▶ What you have to do:
An exact reprint of all the records is the expected answer.
[Opening Supplied entries section]
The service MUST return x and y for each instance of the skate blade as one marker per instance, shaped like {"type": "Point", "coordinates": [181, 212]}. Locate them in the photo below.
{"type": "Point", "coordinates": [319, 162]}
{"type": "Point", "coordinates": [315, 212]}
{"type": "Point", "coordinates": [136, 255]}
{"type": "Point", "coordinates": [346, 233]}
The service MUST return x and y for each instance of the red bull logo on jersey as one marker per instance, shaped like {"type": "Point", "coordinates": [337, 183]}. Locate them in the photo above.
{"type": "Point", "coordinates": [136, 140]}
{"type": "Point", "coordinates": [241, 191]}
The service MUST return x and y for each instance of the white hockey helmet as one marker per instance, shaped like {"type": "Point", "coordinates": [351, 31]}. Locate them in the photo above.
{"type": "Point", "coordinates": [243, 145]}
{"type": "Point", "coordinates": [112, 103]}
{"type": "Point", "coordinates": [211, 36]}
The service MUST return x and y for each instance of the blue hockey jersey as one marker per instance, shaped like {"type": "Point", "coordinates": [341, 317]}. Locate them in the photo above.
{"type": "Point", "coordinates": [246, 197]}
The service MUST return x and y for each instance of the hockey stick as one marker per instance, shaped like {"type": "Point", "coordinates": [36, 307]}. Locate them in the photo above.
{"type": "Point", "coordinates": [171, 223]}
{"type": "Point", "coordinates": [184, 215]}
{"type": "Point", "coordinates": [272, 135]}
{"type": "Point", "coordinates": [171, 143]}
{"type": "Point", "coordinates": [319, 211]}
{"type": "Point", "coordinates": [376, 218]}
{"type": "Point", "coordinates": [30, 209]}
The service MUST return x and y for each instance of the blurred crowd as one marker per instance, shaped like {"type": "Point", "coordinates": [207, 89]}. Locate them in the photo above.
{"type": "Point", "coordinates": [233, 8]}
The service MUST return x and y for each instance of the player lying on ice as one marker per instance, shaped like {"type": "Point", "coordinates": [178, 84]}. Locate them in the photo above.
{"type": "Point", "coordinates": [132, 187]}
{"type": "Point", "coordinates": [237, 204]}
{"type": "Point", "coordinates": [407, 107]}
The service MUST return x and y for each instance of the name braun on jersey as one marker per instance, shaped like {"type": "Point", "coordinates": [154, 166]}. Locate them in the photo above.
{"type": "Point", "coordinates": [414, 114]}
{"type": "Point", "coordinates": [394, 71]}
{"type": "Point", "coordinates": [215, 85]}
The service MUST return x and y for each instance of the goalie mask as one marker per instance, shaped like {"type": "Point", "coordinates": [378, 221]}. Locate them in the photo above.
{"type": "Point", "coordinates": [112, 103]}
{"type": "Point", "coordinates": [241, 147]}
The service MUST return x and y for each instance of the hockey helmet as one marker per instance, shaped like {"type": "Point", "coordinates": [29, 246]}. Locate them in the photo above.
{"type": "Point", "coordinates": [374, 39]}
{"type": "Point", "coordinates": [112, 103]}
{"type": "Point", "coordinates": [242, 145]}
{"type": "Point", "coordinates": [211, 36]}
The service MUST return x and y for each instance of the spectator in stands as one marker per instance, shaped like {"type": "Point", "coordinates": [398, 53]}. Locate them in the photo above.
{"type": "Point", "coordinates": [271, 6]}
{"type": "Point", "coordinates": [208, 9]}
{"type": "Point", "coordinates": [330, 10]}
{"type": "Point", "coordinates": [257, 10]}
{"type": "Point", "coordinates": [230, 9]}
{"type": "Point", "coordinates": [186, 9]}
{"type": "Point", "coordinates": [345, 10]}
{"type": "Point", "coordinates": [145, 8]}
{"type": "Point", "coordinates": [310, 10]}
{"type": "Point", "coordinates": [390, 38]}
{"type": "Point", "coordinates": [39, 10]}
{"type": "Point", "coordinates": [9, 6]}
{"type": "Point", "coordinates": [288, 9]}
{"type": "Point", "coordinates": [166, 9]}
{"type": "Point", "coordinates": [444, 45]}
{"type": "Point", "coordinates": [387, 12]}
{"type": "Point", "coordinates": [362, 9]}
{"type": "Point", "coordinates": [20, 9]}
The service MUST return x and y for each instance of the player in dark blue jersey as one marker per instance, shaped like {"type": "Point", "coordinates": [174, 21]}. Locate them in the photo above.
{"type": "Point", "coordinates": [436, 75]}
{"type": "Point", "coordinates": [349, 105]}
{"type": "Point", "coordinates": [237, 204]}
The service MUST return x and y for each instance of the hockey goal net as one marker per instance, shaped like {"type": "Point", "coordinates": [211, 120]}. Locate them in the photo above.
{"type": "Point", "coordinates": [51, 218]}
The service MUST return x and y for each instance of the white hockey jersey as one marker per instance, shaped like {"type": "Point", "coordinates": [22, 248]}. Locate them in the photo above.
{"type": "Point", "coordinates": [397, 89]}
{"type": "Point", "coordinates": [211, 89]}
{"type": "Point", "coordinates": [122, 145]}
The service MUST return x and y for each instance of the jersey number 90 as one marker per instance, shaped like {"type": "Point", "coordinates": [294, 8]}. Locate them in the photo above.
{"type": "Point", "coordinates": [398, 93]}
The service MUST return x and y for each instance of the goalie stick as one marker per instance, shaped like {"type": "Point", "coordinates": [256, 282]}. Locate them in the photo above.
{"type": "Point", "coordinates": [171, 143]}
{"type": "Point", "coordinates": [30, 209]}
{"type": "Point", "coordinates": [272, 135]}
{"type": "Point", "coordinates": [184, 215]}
[Closing Supplied entries section]
▶ Exercise response:
The service MUST return x and y for each instance of the skate blade as one marker per instance, shaped like {"type": "Point", "coordinates": [181, 212]}. Locate them in the photo below.
{"type": "Point", "coordinates": [319, 162]}
{"type": "Point", "coordinates": [315, 212]}
{"type": "Point", "coordinates": [136, 255]}
{"type": "Point", "coordinates": [346, 233]}
The service MUST return x and y for each instance of the red bull logo on jersey as one marker per instance, shaped like {"type": "Point", "coordinates": [337, 183]}. Locate them in the photo above.
{"type": "Point", "coordinates": [136, 140]}
{"type": "Point", "coordinates": [241, 191]}
The service MUST return x and y for each instance of the white hockey helmet as one marker per instance, shaped like {"type": "Point", "coordinates": [351, 31]}. Locate them in the photo above.
{"type": "Point", "coordinates": [243, 145]}
{"type": "Point", "coordinates": [112, 103]}
{"type": "Point", "coordinates": [211, 36]}
The service MUST return x and y for each instance of the blue hockey jersey as one marker per instance, shaped like {"type": "Point", "coordinates": [341, 317]}. Locate them in the photo above.
{"type": "Point", "coordinates": [246, 197]}
The service MUST return x and y for each instance of the hockey stick as one marker per instance, shaped like {"type": "Point", "coordinates": [36, 307]}. Locate them in the photo above.
{"type": "Point", "coordinates": [171, 223]}
{"type": "Point", "coordinates": [184, 215]}
{"type": "Point", "coordinates": [272, 135]}
{"type": "Point", "coordinates": [171, 143]}
{"type": "Point", "coordinates": [319, 211]}
{"type": "Point", "coordinates": [376, 218]}
{"type": "Point", "coordinates": [30, 209]}
The service MUST return x and y for each instance of the blurred crowd as one marker per instance, shaped like {"type": "Point", "coordinates": [207, 89]}. Locate them in the photo above.
{"type": "Point", "coordinates": [233, 8]}
The service MUST return x and y for each instance of the player lying on ice as one marker per instance, shaped like {"type": "Point", "coordinates": [178, 84]}. Locate them in the photo above.
{"type": "Point", "coordinates": [132, 187]}
{"type": "Point", "coordinates": [237, 204]}
{"type": "Point", "coordinates": [407, 107]}
The service MUST return x and y for each instance of the name braun on jersey as one marker per instance, shaped like {"type": "Point", "coordinates": [154, 166]}. Locate them in the photo above.
{"type": "Point", "coordinates": [414, 114]}
{"type": "Point", "coordinates": [394, 71]}
{"type": "Point", "coordinates": [215, 85]}
The service MUST return x and y for each instance of the goalie mask as one marker per instance, shaped like {"type": "Point", "coordinates": [378, 221]}. Locate them in the photo above.
{"type": "Point", "coordinates": [112, 103]}
{"type": "Point", "coordinates": [241, 147]}
The service MUST return x and y for each instance of the hockey helmet as one marker per instance, shaped like {"type": "Point", "coordinates": [29, 246]}. Locate them in the photo above.
{"type": "Point", "coordinates": [374, 39]}
{"type": "Point", "coordinates": [112, 103]}
{"type": "Point", "coordinates": [242, 145]}
{"type": "Point", "coordinates": [211, 36]}
The service MUST return x and y for each instance of the spectator in stands as one marker per instance, shaped like {"type": "Point", "coordinates": [398, 53]}. Locate them in the photo above.
{"type": "Point", "coordinates": [271, 6]}
{"type": "Point", "coordinates": [208, 9]}
{"type": "Point", "coordinates": [330, 10]}
{"type": "Point", "coordinates": [257, 10]}
{"type": "Point", "coordinates": [230, 9]}
{"type": "Point", "coordinates": [186, 9]}
{"type": "Point", "coordinates": [345, 10]}
{"type": "Point", "coordinates": [145, 8]}
{"type": "Point", "coordinates": [310, 10]}
{"type": "Point", "coordinates": [390, 38]}
{"type": "Point", "coordinates": [39, 10]}
{"type": "Point", "coordinates": [9, 6]}
{"type": "Point", "coordinates": [288, 9]}
{"type": "Point", "coordinates": [166, 9]}
{"type": "Point", "coordinates": [444, 45]}
{"type": "Point", "coordinates": [387, 12]}
{"type": "Point", "coordinates": [362, 9]}
{"type": "Point", "coordinates": [20, 9]}
The service MUST return x and y for each instance of the player in dark blue jersey as one marker per instance, shaped like {"type": "Point", "coordinates": [174, 21]}. Locate them in the photo above.
{"type": "Point", "coordinates": [436, 75]}
{"type": "Point", "coordinates": [349, 105]}
{"type": "Point", "coordinates": [237, 204]}
The service MUST return x and y for each instance of the hockey goal net as one marker per instance, shaped like {"type": "Point", "coordinates": [211, 120]}. Locate them in the photo above.
{"type": "Point", "coordinates": [51, 218]}
The service MUST return x and y for each instance of the white hockey jersey as one marker per instance, shaped like {"type": "Point", "coordinates": [22, 248]}. Locate them in the photo above.
{"type": "Point", "coordinates": [397, 89]}
{"type": "Point", "coordinates": [211, 89]}
{"type": "Point", "coordinates": [122, 145]}
The service MUST return x and y for each instance of the jersey number 90 as one marker per instance, shaped like {"type": "Point", "coordinates": [294, 8]}. Locate them in the photo above.
{"type": "Point", "coordinates": [398, 93]}
The service MUST return x and y for each instance of the goalie stick as one marker per instance, shaped like {"type": "Point", "coordinates": [256, 282]}. Locate them in the photo above.
{"type": "Point", "coordinates": [171, 143]}
{"type": "Point", "coordinates": [30, 209]}
{"type": "Point", "coordinates": [272, 135]}
{"type": "Point", "coordinates": [184, 215]}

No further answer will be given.